Siamo quasi al dunque. La data è forse incerta ma il voto arriverà a fine estate come una liberazione per molti veneti. Liberazione da chi, liberazione da che cosa? Dagli equivoci e dalle promesse che si spostano sempre più in là. Il partito del “Faremo premier”.
L’autonomia non è stata conquistata, né ci pare che le forze in campo nel governo veneto si siano consumate le mani per lavorare su questo fronte. Ogni volta la scusa giusta. Poi, per ribadire che non si è centralisti, si sfodera il regionalismo, il federalismo, il “facciamo prima a fare noi che aspettare Roma”…. Il governo dei luoghi comuni ha occupato la stampa, un sistema di comunicazione politica ha generato consenso persuadendo con l’arte oratoria che il Veneto sia il primo della classe. Dopo il Covid, e i morti, il Veneto ha davanti a sè un deserto.
Parliamoci chiaro. Sei aziende su dieci erano già ferme prima della pandemia.
L’Emilia Romagna ha superato le nostre imprese nell’export, che è la nostra salvezza. Non siamo primi. Siamo fermi. Finita la celebrazione del “come è stata brava la Regione a fermare i contagi”, e con le casse che inviano tasse a Roma, perché sul residuo fiscale il governo veneto non tocca palla, non proferisce parola, cosa si dirà alle aziende che vogliono ripartire?
Comunque la si voglia leggere, i partiti che escono dal governo regionale e che andranno ancora ad amministrare il Veneto, non rispondono ai veneti, sono le seconde file dei partiti nazionali. Fanno l’interesse dello Stato, non del territorio. Sono lo Zelig che muta in base alle necessità.
La Lega di Salvini è mimetizzata dentro gli abiti dei leghisti veneti, è la Lega che rende omaggio a Mameli (per carità, legittimo) ma che non va a Codogno, nel lodigiano. O a Vò nel padovano. O le leghe sono due, e non ce lo hanno detto, oppure sono un Giano bifronte. Una parla italiano, l’altra dice di parlare veneto ma sono la stessa persona.

Dati memorizzati:
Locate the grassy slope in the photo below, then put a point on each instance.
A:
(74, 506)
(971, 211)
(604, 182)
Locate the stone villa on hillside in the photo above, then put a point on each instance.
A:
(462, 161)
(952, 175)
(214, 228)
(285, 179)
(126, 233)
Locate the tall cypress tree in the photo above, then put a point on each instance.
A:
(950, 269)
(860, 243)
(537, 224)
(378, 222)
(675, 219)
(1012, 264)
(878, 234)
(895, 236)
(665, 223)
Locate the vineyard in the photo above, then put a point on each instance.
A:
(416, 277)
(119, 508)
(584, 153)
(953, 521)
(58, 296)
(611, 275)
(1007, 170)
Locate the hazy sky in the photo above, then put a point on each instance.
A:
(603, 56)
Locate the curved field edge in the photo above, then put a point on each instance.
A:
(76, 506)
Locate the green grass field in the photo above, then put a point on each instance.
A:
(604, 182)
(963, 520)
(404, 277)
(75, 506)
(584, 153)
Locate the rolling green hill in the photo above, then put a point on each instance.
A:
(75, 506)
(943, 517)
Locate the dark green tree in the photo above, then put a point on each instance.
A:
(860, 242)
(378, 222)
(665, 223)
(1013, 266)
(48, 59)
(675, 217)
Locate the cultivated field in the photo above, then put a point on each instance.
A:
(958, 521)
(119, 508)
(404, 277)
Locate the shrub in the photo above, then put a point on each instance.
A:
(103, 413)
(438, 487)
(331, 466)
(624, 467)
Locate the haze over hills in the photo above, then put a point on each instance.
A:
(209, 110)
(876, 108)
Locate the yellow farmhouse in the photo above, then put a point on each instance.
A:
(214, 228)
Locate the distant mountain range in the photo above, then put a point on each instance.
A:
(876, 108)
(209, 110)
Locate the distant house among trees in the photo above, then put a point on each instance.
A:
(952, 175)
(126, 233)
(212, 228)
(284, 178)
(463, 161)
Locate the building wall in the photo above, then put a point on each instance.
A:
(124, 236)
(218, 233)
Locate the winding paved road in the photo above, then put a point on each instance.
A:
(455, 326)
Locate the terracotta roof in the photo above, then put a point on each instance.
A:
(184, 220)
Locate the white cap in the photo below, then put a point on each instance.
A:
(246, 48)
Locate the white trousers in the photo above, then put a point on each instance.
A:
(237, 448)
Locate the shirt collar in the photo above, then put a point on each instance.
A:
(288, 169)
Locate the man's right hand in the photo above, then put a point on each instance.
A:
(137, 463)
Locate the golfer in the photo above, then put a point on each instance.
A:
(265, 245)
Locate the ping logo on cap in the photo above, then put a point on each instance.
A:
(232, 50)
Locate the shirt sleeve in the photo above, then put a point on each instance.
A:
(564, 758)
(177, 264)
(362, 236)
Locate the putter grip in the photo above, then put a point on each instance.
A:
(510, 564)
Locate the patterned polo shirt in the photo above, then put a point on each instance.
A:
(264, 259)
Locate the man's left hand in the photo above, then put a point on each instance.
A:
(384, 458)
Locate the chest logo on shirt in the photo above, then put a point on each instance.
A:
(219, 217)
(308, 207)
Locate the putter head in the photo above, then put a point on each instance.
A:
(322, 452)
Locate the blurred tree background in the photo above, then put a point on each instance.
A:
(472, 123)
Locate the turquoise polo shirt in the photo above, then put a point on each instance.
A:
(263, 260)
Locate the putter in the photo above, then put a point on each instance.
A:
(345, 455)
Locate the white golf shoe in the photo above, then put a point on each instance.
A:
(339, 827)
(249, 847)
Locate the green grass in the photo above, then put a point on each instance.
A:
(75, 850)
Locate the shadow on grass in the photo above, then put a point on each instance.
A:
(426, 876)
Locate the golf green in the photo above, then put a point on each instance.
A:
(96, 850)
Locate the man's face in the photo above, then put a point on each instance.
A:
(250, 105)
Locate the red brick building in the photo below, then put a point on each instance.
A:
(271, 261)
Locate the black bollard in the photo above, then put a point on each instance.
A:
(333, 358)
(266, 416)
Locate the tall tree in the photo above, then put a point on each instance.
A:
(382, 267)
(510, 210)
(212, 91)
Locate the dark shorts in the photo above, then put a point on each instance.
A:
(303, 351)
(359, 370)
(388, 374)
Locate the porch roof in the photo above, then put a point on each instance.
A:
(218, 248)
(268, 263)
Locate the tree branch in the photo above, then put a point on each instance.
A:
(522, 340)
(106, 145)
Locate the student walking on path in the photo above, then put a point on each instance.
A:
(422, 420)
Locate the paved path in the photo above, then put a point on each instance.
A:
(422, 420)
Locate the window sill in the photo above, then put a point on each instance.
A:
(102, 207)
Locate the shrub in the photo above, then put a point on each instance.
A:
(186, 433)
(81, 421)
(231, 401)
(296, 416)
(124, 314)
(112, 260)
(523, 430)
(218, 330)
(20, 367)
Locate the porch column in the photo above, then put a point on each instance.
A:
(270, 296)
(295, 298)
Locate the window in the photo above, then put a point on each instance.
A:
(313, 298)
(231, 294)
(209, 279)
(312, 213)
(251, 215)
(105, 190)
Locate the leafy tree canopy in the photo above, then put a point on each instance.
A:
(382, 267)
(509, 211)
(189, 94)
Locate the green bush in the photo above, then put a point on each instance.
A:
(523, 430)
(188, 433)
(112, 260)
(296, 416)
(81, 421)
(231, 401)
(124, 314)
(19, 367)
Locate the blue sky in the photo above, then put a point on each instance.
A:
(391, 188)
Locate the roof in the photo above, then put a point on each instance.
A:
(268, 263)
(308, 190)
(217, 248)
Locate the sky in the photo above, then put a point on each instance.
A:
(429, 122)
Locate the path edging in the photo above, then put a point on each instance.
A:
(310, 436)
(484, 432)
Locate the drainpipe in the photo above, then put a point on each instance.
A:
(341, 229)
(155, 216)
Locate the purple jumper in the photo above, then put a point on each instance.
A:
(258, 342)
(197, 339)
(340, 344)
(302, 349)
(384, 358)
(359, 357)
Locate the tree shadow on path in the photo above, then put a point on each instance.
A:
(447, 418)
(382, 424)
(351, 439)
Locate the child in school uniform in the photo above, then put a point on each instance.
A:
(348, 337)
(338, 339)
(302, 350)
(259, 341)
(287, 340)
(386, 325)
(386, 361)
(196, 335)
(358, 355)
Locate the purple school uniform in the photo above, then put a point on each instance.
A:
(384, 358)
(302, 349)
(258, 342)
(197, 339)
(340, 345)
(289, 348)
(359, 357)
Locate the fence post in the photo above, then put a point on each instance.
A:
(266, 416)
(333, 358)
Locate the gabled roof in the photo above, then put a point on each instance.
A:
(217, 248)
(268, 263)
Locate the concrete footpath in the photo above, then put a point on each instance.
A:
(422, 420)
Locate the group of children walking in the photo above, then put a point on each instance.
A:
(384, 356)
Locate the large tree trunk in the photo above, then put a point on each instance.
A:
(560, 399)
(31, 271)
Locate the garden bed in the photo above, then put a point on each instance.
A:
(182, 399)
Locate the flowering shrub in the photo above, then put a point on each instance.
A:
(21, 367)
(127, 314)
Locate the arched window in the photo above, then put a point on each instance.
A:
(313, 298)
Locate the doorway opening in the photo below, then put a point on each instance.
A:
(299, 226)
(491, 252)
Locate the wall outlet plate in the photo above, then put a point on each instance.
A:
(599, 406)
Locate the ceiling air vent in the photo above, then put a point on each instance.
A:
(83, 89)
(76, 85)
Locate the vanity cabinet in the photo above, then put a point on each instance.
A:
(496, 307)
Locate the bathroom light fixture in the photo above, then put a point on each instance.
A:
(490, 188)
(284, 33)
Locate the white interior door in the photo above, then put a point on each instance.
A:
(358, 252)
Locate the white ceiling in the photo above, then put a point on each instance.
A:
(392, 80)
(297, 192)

(Compito assegnato 1) Elenca tutte le espressioni che nel testo sul voto regionale in Veneto compaiono tra virgolette.
(Compito assegnato 2) Riprendi il testo sul voto regionale in Veneto dopo la sua ultima frase e portalo avanti.
I dati non servono per svolgere i compiti.

(Risultato 1)
- “Faremo premier”
- “facciamo prima a fare noi che aspettare Roma”
- “come è stata brava la Regione a fermare i contagi”

(Risultato 2)
Antonio Guadagnini è consigliere regionale uscente dopo un percorso che lo ha visto sempre con coerenza non abbassare mai la bandiera dell’autogoverno, della vicinanza ai temi dell’indipendentismo, del Veneto nell’Europa dei popoli.
Gli stati nazionali non possono essere il nostro riferimento, hanno fallito. Lo stesso modello italiano anti Covid, che poi è il modello cinese della dittatura del distanziamento pena la galera, nella babele di task force, comitati di scienziati divisi sul sesso del Covid ma che dettano legge, con un parlamento esautorato dal prendere decisioni, dal votare i decreti come atti di un gabinetto di guerra, non è il modello di governo verso il quale vogliamo continuare a dare sovranità. Ce l’hanno rubata, da Nord a Sud, da Est a Ovest. Serve una risorgenza.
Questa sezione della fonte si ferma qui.